▸ **DOCUMENT EXCERPT**:
Lithuanian-American rabbi and businessman

Dov Behr Manischewitz (1856 or 1857 or 1858 – March 8, 1914), also known as Dov Ber, Dov Baer, Dov Bear, Dave Behr, and David Behr, and born Dov Behr Abramson, was a Lithuanian-American rabbi and businessman, known for his innovations in the manufacture of matzah, and for his creation of the company bearing his name.

==Early life==
Manischewitz was born and raised in Salant (Salantai), and studied under Rabbi Israel Salanter in Memel, where he trained as a shochet.

In 1885, he emigrated to the United States, using the identification documents of a dead man named "Manischewitz". Although he stated that he emigrated because he had been hired as a shochet by the Jewish community of Cincinnati, other reasons have been suggested, including that it was in response to the then-imminent expulsion of Jews from Memel, or that it was in order to avoid compulsory military service.

==Professional life==
In Cincinnati, Manischewitz initially worked as a shochet and peddler; since matzah was not available, he made his own in his basement – originally for his circle of acquaintances, but later for Jews throughout the city.

Eventually his merchandise was successful enough that he undertook mass production, and shifted to new, mechanized methods, including gas stoves and the conveyor belt-based "traveling carrier bake-oven", which he patented. These methods were initially controversial, and questions were raised as to whether machine-made food complied with kashrut; however, Manischewitz argued his case with American rabbinical authorities, who decided in his favor (historian Zalman Alpert has noted that both Manischewitz and the American rabbinical authorities were of the Lithuanian Jewish tradition).

▸ **EXPLORE THE MATERIAL**:
A: Please repeat the part of the Manischewitz excerpt that opens with the words containing "Eventually his merchandise" and closes with "Lithuanian Jewish tradition).".
B: List every name the Manischewitz excerpt gives for what he was also known as.
The data that comes after the Manischewitz excerpt is not needed.

▸ **EXCERPTED RECORDS**:
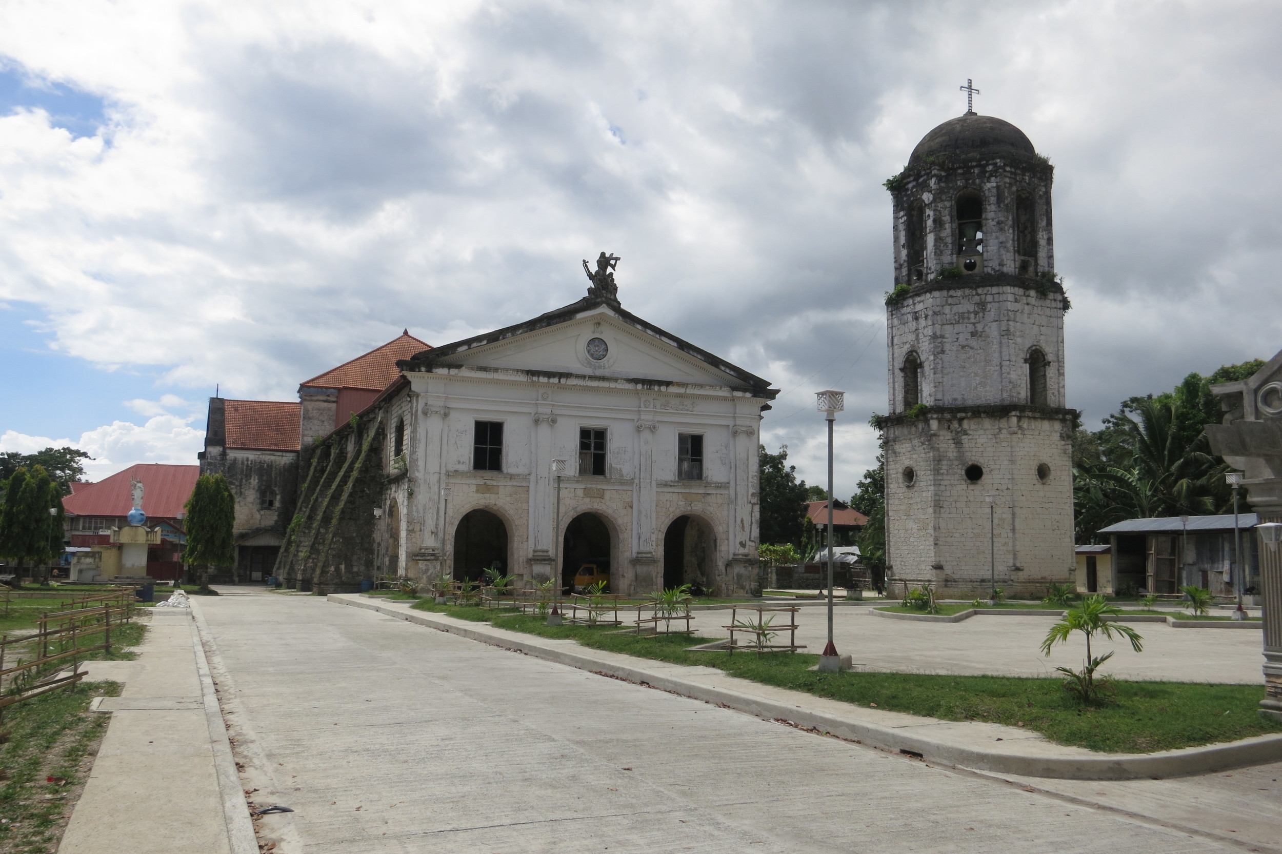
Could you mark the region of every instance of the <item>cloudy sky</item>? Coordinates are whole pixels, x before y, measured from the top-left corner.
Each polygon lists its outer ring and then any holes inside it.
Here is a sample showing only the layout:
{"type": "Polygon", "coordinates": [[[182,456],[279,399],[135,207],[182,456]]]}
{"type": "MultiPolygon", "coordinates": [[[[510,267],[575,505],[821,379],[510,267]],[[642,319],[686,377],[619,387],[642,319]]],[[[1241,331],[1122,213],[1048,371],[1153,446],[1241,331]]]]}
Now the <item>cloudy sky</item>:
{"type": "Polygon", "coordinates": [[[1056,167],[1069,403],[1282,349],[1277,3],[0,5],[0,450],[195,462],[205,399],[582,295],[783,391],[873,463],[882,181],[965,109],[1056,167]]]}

--

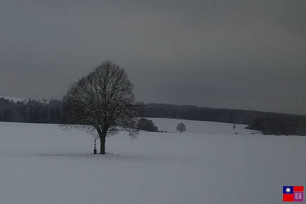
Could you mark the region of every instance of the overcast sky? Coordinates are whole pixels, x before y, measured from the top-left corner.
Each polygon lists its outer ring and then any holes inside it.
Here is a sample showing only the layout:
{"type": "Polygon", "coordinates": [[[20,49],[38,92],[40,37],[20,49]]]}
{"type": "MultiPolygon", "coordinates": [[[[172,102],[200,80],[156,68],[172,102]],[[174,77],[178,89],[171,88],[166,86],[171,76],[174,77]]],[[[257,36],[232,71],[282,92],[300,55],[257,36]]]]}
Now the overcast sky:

▸ **COMPLETED EXERCISE**:
A:
Eventually his merchandise was successful enough that he undertook mass production, and shifted to new, mechanized methods, including gas stoves and the conveyor belt-based "traveling carrier bake-oven", which he patented. These methods were initially controversial, and questions were raised as to whether machine-made food complied with kashrut; however, Manischewitz argued his case with American rabbinical authorities, who decided in his favor (historian Zalman Alpert has noted that both Manischewitz and the American rabbinical authorities were of the Lithuanian Jewish tradition).

B:
Dov Ber
Dov Baer
Dov Bear
Dave Behr
David Behr